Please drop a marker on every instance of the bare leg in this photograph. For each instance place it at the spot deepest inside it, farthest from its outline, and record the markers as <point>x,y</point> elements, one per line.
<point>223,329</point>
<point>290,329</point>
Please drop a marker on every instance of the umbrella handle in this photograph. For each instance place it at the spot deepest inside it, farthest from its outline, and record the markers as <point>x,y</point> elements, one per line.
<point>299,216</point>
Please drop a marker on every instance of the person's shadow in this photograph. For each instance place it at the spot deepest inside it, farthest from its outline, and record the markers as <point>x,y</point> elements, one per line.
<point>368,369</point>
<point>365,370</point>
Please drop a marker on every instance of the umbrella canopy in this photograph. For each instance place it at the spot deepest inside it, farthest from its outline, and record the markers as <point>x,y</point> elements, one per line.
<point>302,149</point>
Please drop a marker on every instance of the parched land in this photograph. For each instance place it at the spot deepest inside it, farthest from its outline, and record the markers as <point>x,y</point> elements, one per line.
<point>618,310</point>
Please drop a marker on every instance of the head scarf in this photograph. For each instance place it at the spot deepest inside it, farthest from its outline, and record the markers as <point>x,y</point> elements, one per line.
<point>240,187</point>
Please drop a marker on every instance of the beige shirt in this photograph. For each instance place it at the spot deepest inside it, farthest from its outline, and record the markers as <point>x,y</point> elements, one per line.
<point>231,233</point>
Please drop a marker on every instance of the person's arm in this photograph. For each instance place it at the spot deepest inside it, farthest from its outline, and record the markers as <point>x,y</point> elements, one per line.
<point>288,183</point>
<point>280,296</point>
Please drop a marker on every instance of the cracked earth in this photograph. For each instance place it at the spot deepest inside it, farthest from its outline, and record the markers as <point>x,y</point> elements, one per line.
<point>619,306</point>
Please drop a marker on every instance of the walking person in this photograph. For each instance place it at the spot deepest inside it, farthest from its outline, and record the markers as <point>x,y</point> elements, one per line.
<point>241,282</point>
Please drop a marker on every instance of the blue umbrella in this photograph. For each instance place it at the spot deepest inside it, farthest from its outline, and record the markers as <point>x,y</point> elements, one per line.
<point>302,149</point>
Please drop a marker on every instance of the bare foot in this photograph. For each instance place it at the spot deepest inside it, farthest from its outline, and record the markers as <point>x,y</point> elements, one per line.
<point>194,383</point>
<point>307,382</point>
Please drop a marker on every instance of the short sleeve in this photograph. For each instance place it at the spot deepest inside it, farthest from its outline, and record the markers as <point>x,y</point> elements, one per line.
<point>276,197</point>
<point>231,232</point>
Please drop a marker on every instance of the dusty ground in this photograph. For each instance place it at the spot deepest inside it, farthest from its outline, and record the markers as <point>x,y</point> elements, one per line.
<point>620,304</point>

> TRY IT
Exactly as written above, reproduce all of the entries.

> WRITTEN ANSWER
Please drop a marker on every instance of the bare leg in this photograph. For each instance place it at the spot deepest inside it, farthest from its outline, and record the markers as <point>x,y</point> elements, one per line.
<point>223,329</point>
<point>290,329</point>
Please drop a marker on every instance of the umbrella handle in this photograph. For each instance place it at the spot deepest inside it, farthest from its outline, and record the markers as <point>x,y</point> elements, one per line.
<point>299,216</point>
Please drop a marker on every instance of the person's shadow in this photograph. For each instance place it at the spot deepest inside it, farthest from its outline, and record the markers as <point>x,y</point> elements, one per line.
<point>368,369</point>
<point>365,370</point>
Please drop a marker on every instance of the umbrella canopy in this photograph. For each instance place it at the spot deepest inside it, farthest from its outline, and record the markers as <point>x,y</point> elements, one per line.
<point>302,149</point>
Please drop a marker on every instance of the parched land in this photograph. For each instance place it at the spot deepest inside it, farthest from its outline, and record the markers as <point>x,y</point> elements, one per line.
<point>618,310</point>
Please drop a marker on every instance of the head scarf in this photograph. For each instance place it at the spot deepest inside it, farthest from its outline, and record the markers as <point>x,y</point> elements, one per line.
<point>240,187</point>
Please drop a marker on every instance of the beige shirt in this photograph. For each instance place it at the spot deepest inside it, farthest from its outline, and record the markers as <point>x,y</point> elements, one per line.
<point>231,233</point>
Please drop a marker on every instance of the person's arm in this photograph. For each instance place it at the spot deepest inside it, farthest from its outline, and record the markers as <point>x,y</point> elements, one per line.
<point>288,183</point>
<point>280,296</point>
Please drop a marker on every instance of the cracked earth in this photograph. For each instance place it at the spot deepest inside it, farthest from its outline, and record the markers as <point>x,y</point> elements, one per line.
<point>619,306</point>
Please drop a marker on every instance of the walking person in this photograph. For each instance place it at the spot deepest inside it, farthest from its outline, and record the markers as <point>x,y</point> elements, one per line.
<point>241,282</point>
Please drop a marker on every instance of the blue umbrella in this photograph. For each instance place it at the spot deepest inside it, farthest from its outline, and record the markers as <point>x,y</point> elements, one per line.
<point>302,149</point>
Please drop a marker on every instance of the bare foot in this photograph. For each instance place it at the spot deepest inside it, farthest from its outline, and record the markers as <point>x,y</point> elements, one per line.
<point>194,383</point>
<point>307,382</point>
Please drop a marker on every instance of the short sleeve in this photograph. For each instance place it at the spot deepest inside it, farthest from its outline, and record the markers as <point>x,y</point> elements, one per line.
<point>276,197</point>
<point>231,232</point>
Please drop a marker on every instance of the dusty ground in this photograph. For each instance place it at the spot deepest inside it, farthest from its outline, and record the markers as <point>x,y</point> elements, one per line.
<point>620,304</point>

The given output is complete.